**EXERCISE BRIEF**
Carry the article on integration vendors taking over AI agent governance forward from its final sentence.
:: PAGE TEXT
Boomi just launched something called an Agent Control Tower. It is a centralized management layer for governing AI agents wherever they run. It ships with 1,000 MCP-enabled tools and connects to Claude, Copilot, Gemini, and whatever else your teams are using.
Two days earlier, SAP announced 200 specialized agents orchestrated across finance, supply chain, procurement, and HR at Sapphire 2026. The same week, Xactly shipped a fleet of purpose-built agents for revenue compensation. Three enterprise software vendors. Three agent governance announcements. Same week.
None of them are AI companies.
The middleware layer made a decision
For the last two years, the question in enterprise AI has been: who owns the agents? The answer most teams gave was some version of “we’ll figure it out.” The AI labs built the models. IT bought licenses. Individual teams ran experiments. Nobody owned the orchestration layer.
The integration vendors just filled that vacuum.
Boomi’s CEO Steve Lucas put it plainly: “Success won’t be defined by how many agents you deploy, but by how well they are connected, governed, and grounded in trusted data.” That framing is not accidental. It is a claim. The company that connects your systems is now positioning itself as the company that governs your agents.
::::
:: EXTRACTED RECORDS
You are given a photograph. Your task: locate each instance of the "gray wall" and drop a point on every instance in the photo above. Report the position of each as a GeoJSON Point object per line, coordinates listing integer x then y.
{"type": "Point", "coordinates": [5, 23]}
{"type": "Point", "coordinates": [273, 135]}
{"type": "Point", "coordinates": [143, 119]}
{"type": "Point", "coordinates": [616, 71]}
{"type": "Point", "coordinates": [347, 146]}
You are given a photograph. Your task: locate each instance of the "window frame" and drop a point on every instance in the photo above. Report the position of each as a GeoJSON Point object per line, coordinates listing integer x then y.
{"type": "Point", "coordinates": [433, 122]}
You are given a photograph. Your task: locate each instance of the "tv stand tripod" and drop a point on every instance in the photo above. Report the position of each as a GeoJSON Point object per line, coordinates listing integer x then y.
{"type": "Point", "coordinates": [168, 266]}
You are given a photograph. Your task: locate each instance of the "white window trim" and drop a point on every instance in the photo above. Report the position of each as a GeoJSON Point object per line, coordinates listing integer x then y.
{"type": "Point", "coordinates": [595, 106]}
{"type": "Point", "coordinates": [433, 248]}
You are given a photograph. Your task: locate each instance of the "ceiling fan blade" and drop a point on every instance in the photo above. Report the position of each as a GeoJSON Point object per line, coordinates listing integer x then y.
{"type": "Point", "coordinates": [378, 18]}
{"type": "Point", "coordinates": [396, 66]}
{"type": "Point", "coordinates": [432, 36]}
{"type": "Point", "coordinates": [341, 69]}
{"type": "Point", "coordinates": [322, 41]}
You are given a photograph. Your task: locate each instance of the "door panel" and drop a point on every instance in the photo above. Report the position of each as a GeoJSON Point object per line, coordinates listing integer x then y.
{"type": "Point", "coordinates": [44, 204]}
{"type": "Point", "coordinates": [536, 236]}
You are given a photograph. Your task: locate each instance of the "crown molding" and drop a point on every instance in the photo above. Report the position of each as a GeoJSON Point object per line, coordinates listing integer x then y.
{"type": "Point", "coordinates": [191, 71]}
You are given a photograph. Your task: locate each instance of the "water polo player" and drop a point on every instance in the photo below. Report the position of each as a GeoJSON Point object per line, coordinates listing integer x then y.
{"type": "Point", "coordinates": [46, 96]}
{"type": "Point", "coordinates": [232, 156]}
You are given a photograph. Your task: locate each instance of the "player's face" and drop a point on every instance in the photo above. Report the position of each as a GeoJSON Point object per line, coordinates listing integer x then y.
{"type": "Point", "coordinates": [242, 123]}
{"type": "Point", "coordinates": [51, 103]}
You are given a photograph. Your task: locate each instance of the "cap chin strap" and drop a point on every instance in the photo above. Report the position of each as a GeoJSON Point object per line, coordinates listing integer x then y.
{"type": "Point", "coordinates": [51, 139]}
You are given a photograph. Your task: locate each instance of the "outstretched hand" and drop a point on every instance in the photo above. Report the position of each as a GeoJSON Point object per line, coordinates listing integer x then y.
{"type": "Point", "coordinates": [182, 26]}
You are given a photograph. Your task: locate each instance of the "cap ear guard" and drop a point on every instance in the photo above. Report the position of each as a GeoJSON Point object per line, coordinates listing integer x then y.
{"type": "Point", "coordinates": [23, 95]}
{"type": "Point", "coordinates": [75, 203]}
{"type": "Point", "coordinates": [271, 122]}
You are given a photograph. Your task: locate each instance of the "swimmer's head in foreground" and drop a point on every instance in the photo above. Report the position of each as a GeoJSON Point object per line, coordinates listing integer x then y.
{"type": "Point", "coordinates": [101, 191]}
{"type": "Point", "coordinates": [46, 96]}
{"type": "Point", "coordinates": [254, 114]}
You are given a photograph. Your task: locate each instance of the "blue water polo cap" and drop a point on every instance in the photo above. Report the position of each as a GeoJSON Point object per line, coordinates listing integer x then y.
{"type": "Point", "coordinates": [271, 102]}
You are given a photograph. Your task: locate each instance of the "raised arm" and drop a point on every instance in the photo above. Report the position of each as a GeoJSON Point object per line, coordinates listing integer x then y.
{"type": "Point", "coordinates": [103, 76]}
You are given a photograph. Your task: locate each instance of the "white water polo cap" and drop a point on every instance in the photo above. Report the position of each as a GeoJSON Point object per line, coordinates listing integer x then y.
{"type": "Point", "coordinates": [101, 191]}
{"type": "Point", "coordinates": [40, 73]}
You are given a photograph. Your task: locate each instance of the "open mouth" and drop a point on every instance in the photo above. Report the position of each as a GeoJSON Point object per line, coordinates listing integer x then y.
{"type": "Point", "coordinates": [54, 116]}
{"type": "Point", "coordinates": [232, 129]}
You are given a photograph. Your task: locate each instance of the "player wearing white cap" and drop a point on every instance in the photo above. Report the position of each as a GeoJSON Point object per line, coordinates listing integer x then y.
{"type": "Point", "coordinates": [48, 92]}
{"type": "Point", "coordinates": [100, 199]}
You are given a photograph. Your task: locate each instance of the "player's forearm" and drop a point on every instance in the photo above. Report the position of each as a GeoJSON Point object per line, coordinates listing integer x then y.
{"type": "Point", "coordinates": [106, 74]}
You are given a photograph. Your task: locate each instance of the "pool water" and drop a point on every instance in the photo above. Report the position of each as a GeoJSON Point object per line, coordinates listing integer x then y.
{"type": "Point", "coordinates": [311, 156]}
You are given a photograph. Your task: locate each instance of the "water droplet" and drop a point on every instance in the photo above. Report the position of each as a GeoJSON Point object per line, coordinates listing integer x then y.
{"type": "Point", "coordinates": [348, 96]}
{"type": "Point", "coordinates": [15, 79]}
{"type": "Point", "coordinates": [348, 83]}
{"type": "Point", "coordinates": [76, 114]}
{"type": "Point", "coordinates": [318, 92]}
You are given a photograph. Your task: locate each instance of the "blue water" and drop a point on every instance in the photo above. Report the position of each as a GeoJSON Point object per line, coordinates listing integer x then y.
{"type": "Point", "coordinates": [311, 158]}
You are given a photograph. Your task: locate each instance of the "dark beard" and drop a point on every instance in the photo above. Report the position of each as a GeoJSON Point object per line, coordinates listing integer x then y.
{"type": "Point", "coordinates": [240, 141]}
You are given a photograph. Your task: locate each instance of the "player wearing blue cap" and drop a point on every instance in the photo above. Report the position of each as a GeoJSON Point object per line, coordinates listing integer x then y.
::::
**OUTPUT BELOW**
Pay attention to what this means operationally. Boomi already handles data integration for thousands of organizations. SAP runs the financial and HR operations of more than 400,000 companies. When these vendors ship agent governance as a feature, it shows up in the platform your teams already use. There is no separate procurement process. No RFP. No committee decision. The governance layer arrives inside your existing contract.
Why this matters more than model selection
Most enterprise AI conversations still center on model choice. Which foundation model performs best on benchmarks. Whether to go with OpenAI, Anthropic, or Google. Those conversations matter, but they are already losing relevance for the operational question that actually determines outcomes.
The operational question is: when 15 agents are running across your finance, procurement, and support workflows, who decides what they can access? Who sets the boundaries on what data they touch? Who monitors what they produce?
The model vendor does not do this. The model vendor provides the intelligence. The governance layer is a different problem. It requires understanding your data architecture, your compliance requirements, your system boundaries. The companies that already map those things are the integration platforms.
Boomi’s Agent Control Tower, built in partnership with AWS through Amazon Bedrock, creates a centralized governance layer that works across models and across cloud environments. Boomi Connect provides secure connectivity between AI tools and enterprise applications through those 1,000 MCP-enabled tools. The integration vendor is not just passing data anymore. It is deciding which agents can talk to which systems, under what rules, with what access.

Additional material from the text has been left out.